Extract each line from the records below that contains the word "bare", reproducing every such line in full.

PROVIDED DATA =>
↓

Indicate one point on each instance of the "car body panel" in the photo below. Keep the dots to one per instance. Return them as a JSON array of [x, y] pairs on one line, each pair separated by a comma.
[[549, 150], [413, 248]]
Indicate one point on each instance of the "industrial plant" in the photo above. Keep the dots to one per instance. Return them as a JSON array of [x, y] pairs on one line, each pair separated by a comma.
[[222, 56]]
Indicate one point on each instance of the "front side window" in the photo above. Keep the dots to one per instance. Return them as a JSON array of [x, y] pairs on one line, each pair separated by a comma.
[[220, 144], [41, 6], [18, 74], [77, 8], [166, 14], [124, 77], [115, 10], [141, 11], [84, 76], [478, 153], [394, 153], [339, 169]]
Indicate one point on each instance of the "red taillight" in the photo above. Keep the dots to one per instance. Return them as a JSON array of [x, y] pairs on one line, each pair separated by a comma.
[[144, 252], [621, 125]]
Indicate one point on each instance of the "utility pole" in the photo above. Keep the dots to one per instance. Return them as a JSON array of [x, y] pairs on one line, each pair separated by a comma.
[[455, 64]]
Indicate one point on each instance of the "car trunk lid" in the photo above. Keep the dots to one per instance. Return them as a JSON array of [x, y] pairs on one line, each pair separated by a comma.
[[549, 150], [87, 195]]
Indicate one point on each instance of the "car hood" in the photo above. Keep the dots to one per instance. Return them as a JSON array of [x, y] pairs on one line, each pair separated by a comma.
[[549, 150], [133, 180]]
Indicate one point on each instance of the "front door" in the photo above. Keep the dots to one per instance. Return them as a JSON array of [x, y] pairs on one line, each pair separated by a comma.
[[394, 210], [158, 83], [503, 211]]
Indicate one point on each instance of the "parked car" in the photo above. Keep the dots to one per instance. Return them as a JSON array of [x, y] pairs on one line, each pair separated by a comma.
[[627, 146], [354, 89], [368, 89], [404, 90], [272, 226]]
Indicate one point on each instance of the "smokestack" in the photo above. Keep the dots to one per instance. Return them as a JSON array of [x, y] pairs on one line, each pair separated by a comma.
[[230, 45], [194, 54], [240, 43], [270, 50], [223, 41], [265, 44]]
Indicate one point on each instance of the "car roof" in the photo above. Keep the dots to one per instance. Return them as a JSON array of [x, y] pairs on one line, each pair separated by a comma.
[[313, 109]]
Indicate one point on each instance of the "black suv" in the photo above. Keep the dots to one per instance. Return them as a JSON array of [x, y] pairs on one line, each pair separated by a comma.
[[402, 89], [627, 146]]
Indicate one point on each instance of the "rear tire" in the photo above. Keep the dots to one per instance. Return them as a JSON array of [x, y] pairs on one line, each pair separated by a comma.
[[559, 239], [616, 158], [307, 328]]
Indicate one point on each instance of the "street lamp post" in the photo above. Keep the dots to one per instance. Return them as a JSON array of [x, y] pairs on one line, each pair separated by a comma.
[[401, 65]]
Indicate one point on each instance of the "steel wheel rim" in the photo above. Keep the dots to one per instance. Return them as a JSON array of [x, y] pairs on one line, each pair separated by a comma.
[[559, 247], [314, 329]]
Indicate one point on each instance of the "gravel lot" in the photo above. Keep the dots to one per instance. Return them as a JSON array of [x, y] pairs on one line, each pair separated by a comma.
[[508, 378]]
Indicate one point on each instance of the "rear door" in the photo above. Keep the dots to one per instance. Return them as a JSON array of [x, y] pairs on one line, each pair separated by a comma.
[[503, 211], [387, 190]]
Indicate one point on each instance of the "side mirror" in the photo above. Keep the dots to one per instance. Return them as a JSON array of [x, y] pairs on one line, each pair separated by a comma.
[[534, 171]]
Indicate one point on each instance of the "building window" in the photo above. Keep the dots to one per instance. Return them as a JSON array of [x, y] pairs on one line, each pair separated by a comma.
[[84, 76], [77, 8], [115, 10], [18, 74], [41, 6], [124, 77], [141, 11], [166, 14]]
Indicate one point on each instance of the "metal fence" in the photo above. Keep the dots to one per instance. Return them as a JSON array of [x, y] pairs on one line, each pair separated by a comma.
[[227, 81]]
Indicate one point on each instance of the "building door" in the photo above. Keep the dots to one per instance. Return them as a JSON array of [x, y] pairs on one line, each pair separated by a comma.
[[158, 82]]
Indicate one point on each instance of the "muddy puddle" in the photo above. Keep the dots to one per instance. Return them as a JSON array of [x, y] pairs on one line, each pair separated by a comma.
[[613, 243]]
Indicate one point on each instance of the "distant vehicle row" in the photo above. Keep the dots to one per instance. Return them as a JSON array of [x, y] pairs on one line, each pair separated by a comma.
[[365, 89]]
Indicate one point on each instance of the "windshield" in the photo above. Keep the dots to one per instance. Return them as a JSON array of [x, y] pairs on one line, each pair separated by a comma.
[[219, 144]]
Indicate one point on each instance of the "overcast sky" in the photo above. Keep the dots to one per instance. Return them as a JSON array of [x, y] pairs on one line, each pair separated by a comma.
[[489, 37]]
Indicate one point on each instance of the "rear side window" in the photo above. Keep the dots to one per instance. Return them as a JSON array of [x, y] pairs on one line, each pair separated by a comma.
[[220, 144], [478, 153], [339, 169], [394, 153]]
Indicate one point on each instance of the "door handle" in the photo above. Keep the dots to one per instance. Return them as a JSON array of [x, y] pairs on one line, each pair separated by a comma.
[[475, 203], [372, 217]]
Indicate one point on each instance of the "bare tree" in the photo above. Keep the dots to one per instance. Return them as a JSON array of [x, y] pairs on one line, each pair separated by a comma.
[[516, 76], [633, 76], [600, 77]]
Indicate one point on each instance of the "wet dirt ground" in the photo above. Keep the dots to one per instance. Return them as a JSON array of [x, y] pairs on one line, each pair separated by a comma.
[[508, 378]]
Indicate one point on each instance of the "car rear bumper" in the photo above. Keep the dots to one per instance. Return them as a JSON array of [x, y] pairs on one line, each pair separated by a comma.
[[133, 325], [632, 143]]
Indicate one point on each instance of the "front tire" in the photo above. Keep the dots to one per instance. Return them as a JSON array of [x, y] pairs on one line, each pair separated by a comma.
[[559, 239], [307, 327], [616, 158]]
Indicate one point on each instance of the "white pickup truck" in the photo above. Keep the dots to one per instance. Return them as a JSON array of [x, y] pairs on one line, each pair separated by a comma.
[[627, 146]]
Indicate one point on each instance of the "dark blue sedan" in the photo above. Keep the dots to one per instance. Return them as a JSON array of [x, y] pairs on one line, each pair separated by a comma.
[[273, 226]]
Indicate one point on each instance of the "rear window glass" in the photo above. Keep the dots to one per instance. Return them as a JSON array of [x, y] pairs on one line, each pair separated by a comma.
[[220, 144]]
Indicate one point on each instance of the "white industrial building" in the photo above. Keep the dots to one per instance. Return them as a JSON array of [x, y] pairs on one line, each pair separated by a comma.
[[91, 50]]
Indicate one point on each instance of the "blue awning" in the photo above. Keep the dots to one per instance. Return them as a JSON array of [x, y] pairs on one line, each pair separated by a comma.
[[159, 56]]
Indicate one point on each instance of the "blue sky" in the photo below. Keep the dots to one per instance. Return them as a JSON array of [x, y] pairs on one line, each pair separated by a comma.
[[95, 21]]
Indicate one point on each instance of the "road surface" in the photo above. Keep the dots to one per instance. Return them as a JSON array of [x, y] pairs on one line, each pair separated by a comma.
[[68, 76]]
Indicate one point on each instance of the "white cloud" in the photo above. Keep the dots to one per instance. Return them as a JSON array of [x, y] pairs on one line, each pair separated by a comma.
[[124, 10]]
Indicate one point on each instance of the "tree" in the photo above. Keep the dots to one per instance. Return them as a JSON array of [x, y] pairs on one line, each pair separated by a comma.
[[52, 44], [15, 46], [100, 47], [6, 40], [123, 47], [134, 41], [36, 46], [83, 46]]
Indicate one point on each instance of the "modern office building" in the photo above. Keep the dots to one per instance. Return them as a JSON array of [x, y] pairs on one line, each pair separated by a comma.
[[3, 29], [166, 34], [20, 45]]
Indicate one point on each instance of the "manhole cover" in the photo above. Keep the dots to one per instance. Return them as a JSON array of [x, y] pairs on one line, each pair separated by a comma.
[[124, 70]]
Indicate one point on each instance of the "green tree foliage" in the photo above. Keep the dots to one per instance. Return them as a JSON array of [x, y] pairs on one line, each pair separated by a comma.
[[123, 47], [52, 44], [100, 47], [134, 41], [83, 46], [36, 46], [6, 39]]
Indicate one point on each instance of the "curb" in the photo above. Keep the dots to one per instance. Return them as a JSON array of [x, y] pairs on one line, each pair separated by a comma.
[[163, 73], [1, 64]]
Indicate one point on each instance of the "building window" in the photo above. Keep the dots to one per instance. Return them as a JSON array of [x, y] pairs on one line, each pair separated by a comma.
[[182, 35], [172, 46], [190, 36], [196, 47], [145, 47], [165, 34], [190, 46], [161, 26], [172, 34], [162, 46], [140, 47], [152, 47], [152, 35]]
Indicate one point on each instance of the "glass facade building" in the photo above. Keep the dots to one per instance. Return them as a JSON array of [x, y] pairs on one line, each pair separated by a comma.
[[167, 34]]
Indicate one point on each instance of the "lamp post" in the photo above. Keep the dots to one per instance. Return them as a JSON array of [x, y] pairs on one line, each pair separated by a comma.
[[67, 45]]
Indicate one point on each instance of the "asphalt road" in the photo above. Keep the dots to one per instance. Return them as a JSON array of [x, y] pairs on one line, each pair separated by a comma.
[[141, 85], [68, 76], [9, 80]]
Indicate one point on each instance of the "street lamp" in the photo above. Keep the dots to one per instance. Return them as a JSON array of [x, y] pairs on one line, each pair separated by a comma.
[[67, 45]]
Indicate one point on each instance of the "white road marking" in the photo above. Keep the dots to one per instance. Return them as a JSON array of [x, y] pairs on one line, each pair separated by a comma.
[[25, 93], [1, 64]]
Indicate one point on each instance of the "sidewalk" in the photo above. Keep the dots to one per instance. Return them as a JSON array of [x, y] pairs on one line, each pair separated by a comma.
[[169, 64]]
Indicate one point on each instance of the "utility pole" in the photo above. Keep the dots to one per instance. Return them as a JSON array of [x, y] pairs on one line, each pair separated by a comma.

↑

TASK SOLUTION =>
Indicate one point on each instance of the "bare tree" in the photo above. Keep the dots to one per instance. Return them as a JSON array of [x, y] pairs on one line, each pair separated by a comma.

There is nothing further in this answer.